____ Text to read

Types of Rural Water Sources in Farming

Most farms in regional Australia do not have direct access to a town water supply pushing them to consider alternative sustainable sources of water.

Water can come from a number of natural sources including dams, bores and aquifers, rivers and creeks, rainwater and stormwater. However the quality of the water varies per source, with some requiring water quality testing and additional licensing with your state or regional water authority.

Private Dams

A dam is simply a wall that holds back water to form a basin, lake or reservoir. A privately owned farm dam is used only by your property. They also usually require an operating licence, and sometimes a surface water use works licence – so you should check with your local rural water authority.

Dams can be a great way of capturing and storing water but need to be properly built and maintained. Because they are open, they are prone to contamination from stormwater run-off, stock or feral/native animals and pesticides. They also experience high evaporation losses during Summer.

Dam water is generally suitable for irrigation and stock watering. However it is highly recommended that you test the water before giving it to your animals.

Bore Water

Bore water is groundwater that is accessed through drilling a bore into natural underground water reservoirs. Water can collect underground within porous spaces between layers of sands, gravels and fractured rocks known as aquifers.

________
____ Information shown

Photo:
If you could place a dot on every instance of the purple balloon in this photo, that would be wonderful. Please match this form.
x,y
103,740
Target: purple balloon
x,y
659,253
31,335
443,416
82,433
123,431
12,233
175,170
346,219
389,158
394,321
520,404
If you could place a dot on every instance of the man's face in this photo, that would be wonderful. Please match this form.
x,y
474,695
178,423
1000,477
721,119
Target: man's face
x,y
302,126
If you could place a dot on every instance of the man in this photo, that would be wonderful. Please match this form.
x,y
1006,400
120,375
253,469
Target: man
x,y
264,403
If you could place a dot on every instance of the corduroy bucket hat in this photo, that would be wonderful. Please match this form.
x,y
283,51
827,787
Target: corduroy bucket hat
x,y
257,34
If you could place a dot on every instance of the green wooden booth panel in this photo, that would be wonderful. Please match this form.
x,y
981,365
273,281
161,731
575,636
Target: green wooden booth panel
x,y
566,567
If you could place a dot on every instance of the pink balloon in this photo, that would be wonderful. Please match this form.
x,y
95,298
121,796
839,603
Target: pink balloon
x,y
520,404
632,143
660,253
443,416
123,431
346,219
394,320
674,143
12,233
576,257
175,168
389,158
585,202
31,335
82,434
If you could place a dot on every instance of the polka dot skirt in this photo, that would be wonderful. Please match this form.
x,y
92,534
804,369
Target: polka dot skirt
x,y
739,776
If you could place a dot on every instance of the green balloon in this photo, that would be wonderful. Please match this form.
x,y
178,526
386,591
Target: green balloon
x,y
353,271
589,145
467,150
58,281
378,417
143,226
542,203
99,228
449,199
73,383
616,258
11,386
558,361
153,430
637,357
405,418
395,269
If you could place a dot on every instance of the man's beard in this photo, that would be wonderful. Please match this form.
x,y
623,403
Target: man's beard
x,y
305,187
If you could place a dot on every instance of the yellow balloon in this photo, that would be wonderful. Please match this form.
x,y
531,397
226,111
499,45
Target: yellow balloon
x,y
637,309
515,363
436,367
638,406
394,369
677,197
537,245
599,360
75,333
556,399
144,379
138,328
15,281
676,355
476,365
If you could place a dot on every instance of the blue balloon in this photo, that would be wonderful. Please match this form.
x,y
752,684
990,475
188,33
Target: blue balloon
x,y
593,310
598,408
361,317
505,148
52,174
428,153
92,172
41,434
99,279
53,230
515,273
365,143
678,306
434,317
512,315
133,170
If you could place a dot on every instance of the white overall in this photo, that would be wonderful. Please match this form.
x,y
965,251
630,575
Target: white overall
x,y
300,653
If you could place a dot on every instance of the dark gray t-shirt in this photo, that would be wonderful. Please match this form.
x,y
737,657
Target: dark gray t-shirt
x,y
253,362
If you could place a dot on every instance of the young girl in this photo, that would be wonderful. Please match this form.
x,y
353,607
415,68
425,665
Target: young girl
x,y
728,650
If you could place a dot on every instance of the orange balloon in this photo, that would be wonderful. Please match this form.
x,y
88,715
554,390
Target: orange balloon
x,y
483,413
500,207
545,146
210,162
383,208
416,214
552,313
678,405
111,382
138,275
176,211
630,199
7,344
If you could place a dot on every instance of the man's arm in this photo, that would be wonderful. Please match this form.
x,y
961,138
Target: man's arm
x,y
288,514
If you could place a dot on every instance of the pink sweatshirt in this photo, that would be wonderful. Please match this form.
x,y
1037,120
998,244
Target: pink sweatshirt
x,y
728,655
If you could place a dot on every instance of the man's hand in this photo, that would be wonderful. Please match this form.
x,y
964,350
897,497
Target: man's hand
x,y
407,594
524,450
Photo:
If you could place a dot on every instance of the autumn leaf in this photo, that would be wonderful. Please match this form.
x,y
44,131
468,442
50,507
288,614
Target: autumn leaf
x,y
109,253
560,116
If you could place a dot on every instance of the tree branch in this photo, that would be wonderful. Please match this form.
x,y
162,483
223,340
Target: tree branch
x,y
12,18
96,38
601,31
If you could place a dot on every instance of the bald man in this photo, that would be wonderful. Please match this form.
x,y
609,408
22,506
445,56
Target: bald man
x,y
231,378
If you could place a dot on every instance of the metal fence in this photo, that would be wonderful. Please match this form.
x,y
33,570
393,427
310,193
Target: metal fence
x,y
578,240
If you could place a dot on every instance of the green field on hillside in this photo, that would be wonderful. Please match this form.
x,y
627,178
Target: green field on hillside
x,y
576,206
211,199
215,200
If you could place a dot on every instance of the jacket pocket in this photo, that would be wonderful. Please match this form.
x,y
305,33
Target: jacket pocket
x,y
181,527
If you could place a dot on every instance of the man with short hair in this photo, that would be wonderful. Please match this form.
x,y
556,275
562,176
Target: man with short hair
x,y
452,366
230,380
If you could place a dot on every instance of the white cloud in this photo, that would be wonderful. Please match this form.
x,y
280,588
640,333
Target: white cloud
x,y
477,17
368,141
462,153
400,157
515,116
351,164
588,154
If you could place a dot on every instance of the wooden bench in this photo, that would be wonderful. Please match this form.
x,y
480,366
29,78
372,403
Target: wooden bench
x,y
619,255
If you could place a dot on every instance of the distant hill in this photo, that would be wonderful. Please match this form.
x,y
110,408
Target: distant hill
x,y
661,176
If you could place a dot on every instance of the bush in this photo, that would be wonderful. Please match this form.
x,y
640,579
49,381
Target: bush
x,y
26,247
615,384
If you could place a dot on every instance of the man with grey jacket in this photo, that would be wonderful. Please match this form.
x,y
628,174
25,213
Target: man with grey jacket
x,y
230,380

________

Pick up the passage on rural water sources for farms after its final sentence and keep writing it.

Bore water is a finite resource and needs to be managed sustainably. To access water in aquifers often requires drilling a hole into the ground to water table (the depth of the water line below ground), and then pumping the water out to be stored in bore water tanks and/or used in an irrigation system.

Drilling for water can be expensive, so to find if there is bore water available on or near your property you can contact:

  • your local government branch for natural resources who may hold information about previous drilling in your area
  • local drilling companies, who should know the area and be aware of local bores
  • a private hydrogeological consultant, who can assess your property for possible groundwater.

When drilling you will normally need a licensed driller and works licence – so contact your local rural water authority for advice.

Bore water may be contaminated by micro-organisms and chemicals, so it is not recommended for household drinking or showers. It is most suitable for irrigation and watering livestock. The water can also be high in mineral concentrations, so testing is important. You also want to ensure the salinity is low so that it is tolerable by your plants and animals.

Surface Waterways

Surface water sources include rivers, creeks and streams. While rainfall accounts for most of the water flowing in surface waterways, there are also numerous rivers and creeks that form from springs (groundwater) that flow into natural gullies and land folds.

Waterways are often a limited resource and so you usually need to enter into an agreement with your rural water authority. In many cases this means having surface water licence to take and use water from rivers and creeks. This ensures fair water use by all who depend upon it.

While water from crystal clean looking springs may appear safe to drink, it should be tested to check for any contaminates. Clean surface water is suitable for most farm and household uses.


Rainwater generally refers to rainfall captured from the roofs of buildings and sheds. It is a valuable water source and can provide reasonable water harvests with only a few showers. Such supplies are ideal for all farm use as well as household use and consumption (drinking, cooking, etc).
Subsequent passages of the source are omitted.